:: Supplied material ::

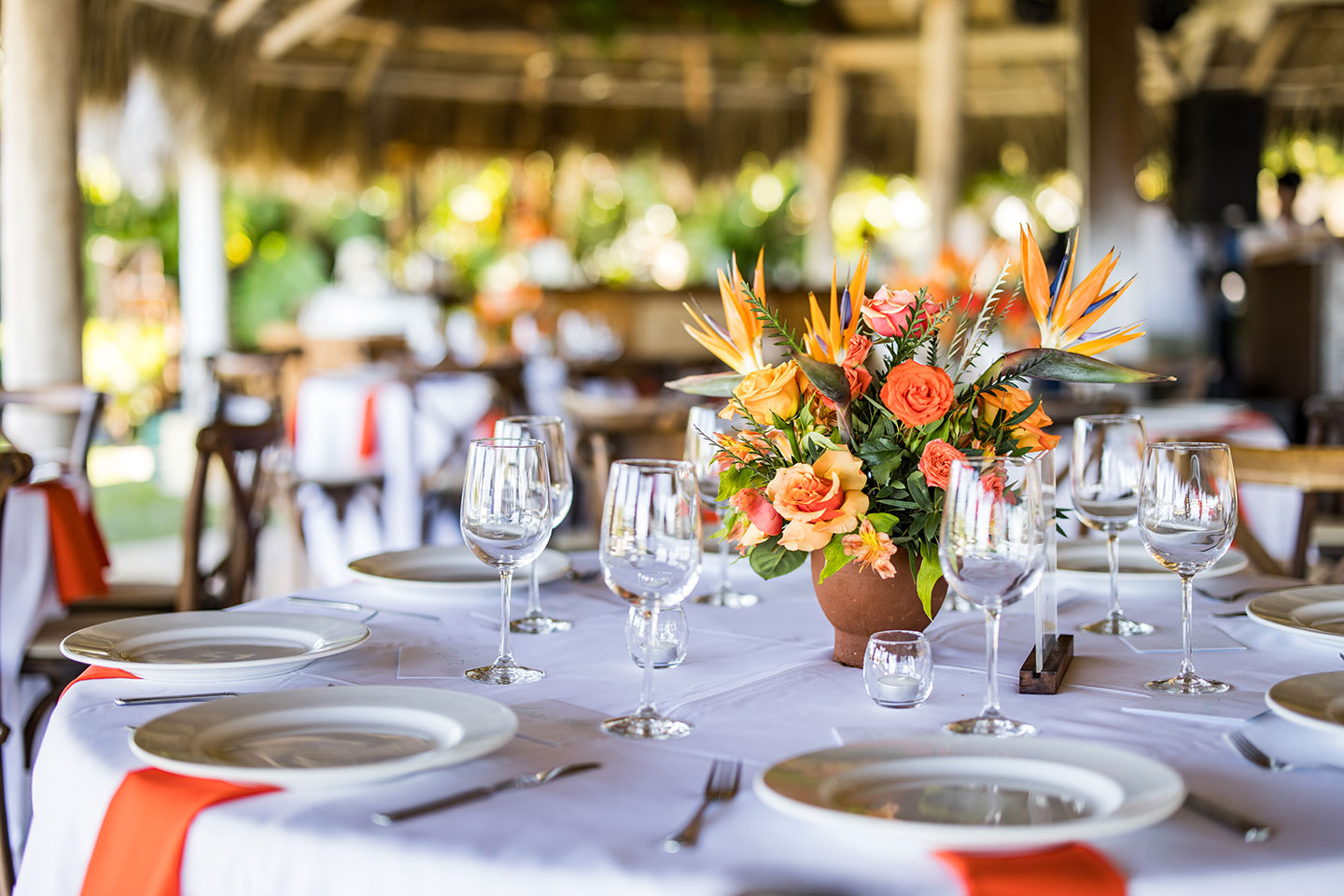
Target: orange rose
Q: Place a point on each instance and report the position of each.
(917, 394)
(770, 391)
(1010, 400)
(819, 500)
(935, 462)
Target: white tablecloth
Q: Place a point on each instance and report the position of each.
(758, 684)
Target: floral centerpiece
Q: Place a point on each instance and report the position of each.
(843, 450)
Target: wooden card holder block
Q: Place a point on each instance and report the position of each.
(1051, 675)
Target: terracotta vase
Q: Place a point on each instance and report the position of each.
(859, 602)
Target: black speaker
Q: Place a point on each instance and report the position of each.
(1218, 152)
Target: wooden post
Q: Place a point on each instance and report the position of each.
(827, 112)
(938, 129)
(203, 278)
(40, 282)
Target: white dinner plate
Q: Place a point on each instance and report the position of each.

:::
:: Supplied material ::

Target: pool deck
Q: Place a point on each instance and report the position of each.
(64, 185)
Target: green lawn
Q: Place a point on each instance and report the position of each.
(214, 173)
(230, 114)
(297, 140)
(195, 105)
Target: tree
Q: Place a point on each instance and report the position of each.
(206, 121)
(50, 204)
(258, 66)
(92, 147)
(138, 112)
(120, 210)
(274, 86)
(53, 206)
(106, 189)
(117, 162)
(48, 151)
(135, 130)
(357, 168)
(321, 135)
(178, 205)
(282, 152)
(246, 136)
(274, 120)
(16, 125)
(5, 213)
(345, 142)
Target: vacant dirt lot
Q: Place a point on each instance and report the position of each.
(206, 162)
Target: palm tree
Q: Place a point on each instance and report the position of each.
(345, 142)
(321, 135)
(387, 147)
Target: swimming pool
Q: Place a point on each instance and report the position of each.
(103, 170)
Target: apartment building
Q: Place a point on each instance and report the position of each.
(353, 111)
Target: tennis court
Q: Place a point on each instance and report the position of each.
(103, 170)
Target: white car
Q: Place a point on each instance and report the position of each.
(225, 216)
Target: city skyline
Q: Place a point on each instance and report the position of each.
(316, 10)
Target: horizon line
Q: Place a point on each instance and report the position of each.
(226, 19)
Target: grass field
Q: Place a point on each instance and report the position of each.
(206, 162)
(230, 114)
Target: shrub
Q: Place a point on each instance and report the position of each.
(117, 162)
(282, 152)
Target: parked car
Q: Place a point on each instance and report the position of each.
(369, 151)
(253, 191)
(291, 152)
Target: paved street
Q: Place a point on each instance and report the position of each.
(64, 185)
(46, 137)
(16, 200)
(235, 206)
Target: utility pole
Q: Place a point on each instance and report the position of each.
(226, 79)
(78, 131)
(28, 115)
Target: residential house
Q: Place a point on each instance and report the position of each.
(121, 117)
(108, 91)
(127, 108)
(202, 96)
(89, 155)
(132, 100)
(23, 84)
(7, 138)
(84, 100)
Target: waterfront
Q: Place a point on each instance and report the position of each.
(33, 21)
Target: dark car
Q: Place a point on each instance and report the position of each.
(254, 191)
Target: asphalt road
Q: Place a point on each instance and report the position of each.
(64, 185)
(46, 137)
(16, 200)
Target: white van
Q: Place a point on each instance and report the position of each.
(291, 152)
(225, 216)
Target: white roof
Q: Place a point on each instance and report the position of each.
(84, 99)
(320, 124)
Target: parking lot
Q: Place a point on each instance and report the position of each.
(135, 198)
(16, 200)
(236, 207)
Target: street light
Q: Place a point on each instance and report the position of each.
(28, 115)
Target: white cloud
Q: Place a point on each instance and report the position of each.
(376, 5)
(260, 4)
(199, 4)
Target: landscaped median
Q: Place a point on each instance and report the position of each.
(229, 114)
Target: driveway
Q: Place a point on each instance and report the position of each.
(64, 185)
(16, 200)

:::
:: Supplied material ::

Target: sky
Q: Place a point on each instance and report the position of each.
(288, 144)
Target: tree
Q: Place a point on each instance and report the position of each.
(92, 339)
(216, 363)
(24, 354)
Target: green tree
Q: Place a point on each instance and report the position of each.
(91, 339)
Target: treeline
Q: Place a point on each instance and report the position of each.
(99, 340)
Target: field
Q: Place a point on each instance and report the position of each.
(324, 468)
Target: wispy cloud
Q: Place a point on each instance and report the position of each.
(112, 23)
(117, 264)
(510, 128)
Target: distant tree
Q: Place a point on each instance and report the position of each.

:::

Your task:
What lines above contain the string "cloud"? Copy all of them.

Your solution:
Target: white cloud
Target: wispy cloud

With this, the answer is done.